━━━ Material

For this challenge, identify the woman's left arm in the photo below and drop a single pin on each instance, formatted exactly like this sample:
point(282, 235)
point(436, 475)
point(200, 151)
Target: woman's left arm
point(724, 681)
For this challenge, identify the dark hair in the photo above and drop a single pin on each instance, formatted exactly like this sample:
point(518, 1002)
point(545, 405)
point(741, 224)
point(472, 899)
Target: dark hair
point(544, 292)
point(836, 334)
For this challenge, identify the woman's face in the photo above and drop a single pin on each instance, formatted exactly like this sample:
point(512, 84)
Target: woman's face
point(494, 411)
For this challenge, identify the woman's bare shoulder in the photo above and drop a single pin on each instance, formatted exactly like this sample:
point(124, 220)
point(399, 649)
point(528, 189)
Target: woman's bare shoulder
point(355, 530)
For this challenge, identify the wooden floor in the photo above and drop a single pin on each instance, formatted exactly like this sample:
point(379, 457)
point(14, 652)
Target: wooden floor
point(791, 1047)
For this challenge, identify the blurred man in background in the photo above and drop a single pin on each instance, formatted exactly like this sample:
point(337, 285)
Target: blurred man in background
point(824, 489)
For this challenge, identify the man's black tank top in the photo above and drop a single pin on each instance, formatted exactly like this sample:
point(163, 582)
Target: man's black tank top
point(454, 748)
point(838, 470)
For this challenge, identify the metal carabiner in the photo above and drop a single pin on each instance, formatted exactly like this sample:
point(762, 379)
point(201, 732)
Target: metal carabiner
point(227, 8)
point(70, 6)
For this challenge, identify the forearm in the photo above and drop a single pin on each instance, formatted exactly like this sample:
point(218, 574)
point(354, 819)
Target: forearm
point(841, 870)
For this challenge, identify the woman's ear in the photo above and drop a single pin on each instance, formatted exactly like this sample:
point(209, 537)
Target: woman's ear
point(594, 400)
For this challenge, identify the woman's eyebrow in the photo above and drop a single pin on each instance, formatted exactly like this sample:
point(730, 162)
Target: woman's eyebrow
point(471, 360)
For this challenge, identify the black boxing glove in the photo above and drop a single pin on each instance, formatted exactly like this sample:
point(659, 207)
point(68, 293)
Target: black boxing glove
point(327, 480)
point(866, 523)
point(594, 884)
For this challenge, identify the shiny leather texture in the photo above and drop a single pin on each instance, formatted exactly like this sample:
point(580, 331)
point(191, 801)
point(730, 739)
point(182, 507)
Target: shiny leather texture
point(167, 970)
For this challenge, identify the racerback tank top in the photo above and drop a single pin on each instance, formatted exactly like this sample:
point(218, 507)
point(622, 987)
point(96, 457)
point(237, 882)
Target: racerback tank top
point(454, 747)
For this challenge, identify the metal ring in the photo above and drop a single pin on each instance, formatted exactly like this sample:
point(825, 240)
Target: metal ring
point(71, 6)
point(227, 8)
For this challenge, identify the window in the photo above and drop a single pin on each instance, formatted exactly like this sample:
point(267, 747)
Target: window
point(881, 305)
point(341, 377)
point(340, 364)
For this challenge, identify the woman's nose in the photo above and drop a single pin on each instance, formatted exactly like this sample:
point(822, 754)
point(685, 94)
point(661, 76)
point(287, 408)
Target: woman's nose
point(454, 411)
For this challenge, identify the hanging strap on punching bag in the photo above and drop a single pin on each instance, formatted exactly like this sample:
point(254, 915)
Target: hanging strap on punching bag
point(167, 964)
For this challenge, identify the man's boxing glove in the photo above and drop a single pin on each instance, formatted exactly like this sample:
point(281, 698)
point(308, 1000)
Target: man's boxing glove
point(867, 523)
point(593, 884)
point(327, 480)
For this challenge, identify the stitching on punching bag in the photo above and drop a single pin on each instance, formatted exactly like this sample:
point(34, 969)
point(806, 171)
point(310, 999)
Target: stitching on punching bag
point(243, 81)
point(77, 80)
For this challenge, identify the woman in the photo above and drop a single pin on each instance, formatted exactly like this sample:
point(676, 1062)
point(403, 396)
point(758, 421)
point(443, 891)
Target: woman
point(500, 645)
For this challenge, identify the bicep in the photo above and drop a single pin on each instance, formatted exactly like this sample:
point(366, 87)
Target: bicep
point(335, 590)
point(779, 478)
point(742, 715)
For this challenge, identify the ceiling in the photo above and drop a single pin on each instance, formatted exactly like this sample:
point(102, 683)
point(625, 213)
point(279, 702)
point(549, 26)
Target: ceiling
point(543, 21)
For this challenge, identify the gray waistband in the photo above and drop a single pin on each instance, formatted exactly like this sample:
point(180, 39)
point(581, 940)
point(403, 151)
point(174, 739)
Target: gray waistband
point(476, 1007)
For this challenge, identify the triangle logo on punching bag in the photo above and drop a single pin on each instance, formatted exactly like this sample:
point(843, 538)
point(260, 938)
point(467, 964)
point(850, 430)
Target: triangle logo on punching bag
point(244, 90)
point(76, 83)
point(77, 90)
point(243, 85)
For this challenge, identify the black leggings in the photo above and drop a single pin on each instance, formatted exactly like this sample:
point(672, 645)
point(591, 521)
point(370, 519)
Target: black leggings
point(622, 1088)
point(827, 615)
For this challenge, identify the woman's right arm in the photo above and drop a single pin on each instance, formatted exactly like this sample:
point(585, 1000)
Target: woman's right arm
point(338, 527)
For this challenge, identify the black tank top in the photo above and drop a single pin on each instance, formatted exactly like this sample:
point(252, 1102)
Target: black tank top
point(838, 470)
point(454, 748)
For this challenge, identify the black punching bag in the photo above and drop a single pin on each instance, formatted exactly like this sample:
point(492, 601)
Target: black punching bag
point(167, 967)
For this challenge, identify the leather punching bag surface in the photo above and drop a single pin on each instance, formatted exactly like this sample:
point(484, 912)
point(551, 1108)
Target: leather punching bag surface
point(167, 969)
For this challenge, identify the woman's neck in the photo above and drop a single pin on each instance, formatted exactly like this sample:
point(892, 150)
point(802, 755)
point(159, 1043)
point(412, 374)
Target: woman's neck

━━━━━━

Problem
The records above must be repeated exactly, every one of them.

Complete response
For this challenge, identify the woman's left arm in the photo below and drop a single pin on each instance, formatted exactly like this sample:
point(282, 235)
point(436, 475)
point(200, 151)
Target: woman's left arm
point(724, 681)
For this challenge, identify the dark hair in the photo above and drop a single pin on each instance, formatted exactly like this sample:
point(518, 1002)
point(545, 405)
point(741, 224)
point(472, 899)
Target: dark hair
point(544, 292)
point(836, 334)
For this challenge, identify the woman's face in the photo above and drop a single pin on each instance, formatted exactly like this sample:
point(512, 84)
Target: woman's face
point(494, 411)
For this challenge, identify the woman's bare shoulder in the photo above and drop a single pin on each instance, formatted exactly like this sample:
point(124, 220)
point(399, 649)
point(528, 189)
Target: woman's bare shoulder
point(355, 530)
For this challenge, identify the wooden floor in the photo above and drop a single pin on each instance, formatted exactly like this sample:
point(379, 457)
point(14, 652)
Target: wooden floor
point(791, 1047)
For this challenge, identify the blurred man in background in the photo above and drop a single pin on each instance, formatted exactly like this sample:
point(337, 285)
Target: blurred man in background
point(824, 489)
For this challenge, identify the man's black tank top in the photo above and drop a single pin on each instance, formatted exactly like this sample:
point(163, 582)
Target: man's black tank top
point(454, 748)
point(838, 470)
For this challenge, identify the metal carabiner in the photo above and drop a single pin on each instance, formatted exactly like this sample:
point(762, 379)
point(201, 732)
Target: metal carabiner
point(227, 8)
point(70, 6)
For this challenge, identify the forearm in the photo above and drop a single pin on each instance, formatted exactly like this sample:
point(218, 574)
point(354, 819)
Target: forearm
point(841, 870)
For this challenge, identify the woman's ear in the photo above and drop a single pin on each instance, formatted exactly like this sample:
point(209, 537)
Target: woman's ear
point(594, 400)
For this challenge, identify the woman's eyebrow in the photo above and drop a single pin on each instance, formatted exactly like this sample:
point(730, 162)
Target: woman's eyebrow
point(471, 360)
For this challenge, identify the black boxing glove in the photo above and drop a single pin on each instance, formatted exactly like this sample:
point(659, 207)
point(68, 293)
Target: black boxing glove
point(327, 480)
point(866, 523)
point(594, 884)
For this challenge, identify the shiny leather texture in the photo above and drop a single pin on each instance, formatted exactly like this sample:
point(580, 331)
point(191, 801)
point(730, 739)
point(182, 507)
Target: shiny leather texture
point(167, 970)
For this challenge, identify the racerback tank top in the photo above and drop a single pin on each instance, formatted exactly like this sample:
point(218, 507)
point(622, 987)
point(96, 457)
point(237, 882)
Target: racerback tank top
point(454, 747)
For this challenge, identify the metal ring in the photo above and drop a single pin on each instance, formatted exactly like this sample:
point(825, 240)
Target: metal ring
point(71, 6)
point(227, 8)
For this challenge, identify the window in the photo above and drop a single pin on each instance, formatted exactly like this sample:
point(267, 747)
Target: window
point(881, 305)
point(341, 377)
point(340, 364)
For this challenge, identify the woman's nose in the photo above and drop a single pin on each instance, formatted exactly like this sample:
point(822, 754)
point(685, 94)
point(661, 76)
point(287, 408)
Target: woman's nose
point(454, 411)
For this challenge, identify the hanging strap on punching bag in the photo above and drop a single pin on each instance, formatted exactly like this sample:
point(254, 915)
Target: hanging strap on punching bag
point(167, 964)
For this challenge, identify the man's boxing glove in the photo above and drop a single pin on each instance, formatted exactly like this sample:
point(281, 698)
point(308, 1000)
Target: man's boxing glove
point(867, 523)
point(593, 884)
point(327, 480)
For this challenge, identify the stitching on punching bag in the photo above and drop a single pin on each instance, formatted exactly like this sample:
point(34, 969)
point(806, 171)
point(310, 999)
Target: stitching on punching bag
point(243, 81)
point(77, 80)
For this challenge, identify the woman in the photo above and drop a single pin on each instance, formatted exactly like this sample:
point(676, 1062)
point(403, 396)
point(758, 421)
point(443, 891)
Target: woman
point(500, 645)
For this challenge, identify the bicep in the photo above and drop a single pin on each instance, formatted exactly like this sample:
point(366, 87)
Target: bicep
point(335, 590)
point(779, 478)
point(742, 715)
For this challenge, identify the ceiling in the photo above and drop a single pin on each instance, formatted exactly like this sample:
point(102, 683)
point(625, 213)
point(279, 702)
point(549, 26)
Target: ceiling
point(543, 21)
For this challenge, identify the gray waistband in the photo above and drop a single pin on each instance, formatted exactly like this sample:
point(180, 39)
point(581, 940)
point(403, 151)
point(174, 739)
Target: gray waistband
point(476, 1007)
For this challenge, identify the triangle logo on punching bag in the photo above and drop a single pin on each instance, formatted exactly like this sample:
point(843, 538)
point(260, 938)
point(467, 964)
point(850, 430)
Target: triangle logo on punching bag
point(244, 90)
point(76, 83)
point(77, 90)
point(243, 85)
For this challenge, identify the black leggings in the photo above and drop a single pin on each instance, formatted exactly like this sample:
point(672, 645)
point(591, 521)
point(370, 519)
Target: black leggings
point(622, 1088)
point(827, 615)
For this challenge, identify the woman's right arm in the photo above and drop a single pin on each instance, formatted exactly like this sample:
point(585, 1000)
Target: woman's right arm
point(338, 527)
For this challenge, identify the black tank top in the photo above and drop a single pin on each instance, formatted exactly like this sample:
point(252, 1102)
Target: black tank top
point(838, 470)
point(454, 748)
For this challenge, identify the black punching bag in the photo above and drop a single pin on each instance, formatted exactly like this sample:
point(492, 601)
Target: black punching bag
point(167, 967)
For this challenge, identify the leather punching bag surface in the photo above and drop a single pin on each instance, formatted exactly like this sample:
point(484, 912)
point(551, 1108)
Target: leather punching bag surface
point(167, 969)
For this challenge, identify the woman's neck in the photo above and drop a single pin on each instance, formatted exactly like this sample:
point(892, 150)
point(802, 755)
point(159, 1043)
point(412, 374)
Target: woman's neck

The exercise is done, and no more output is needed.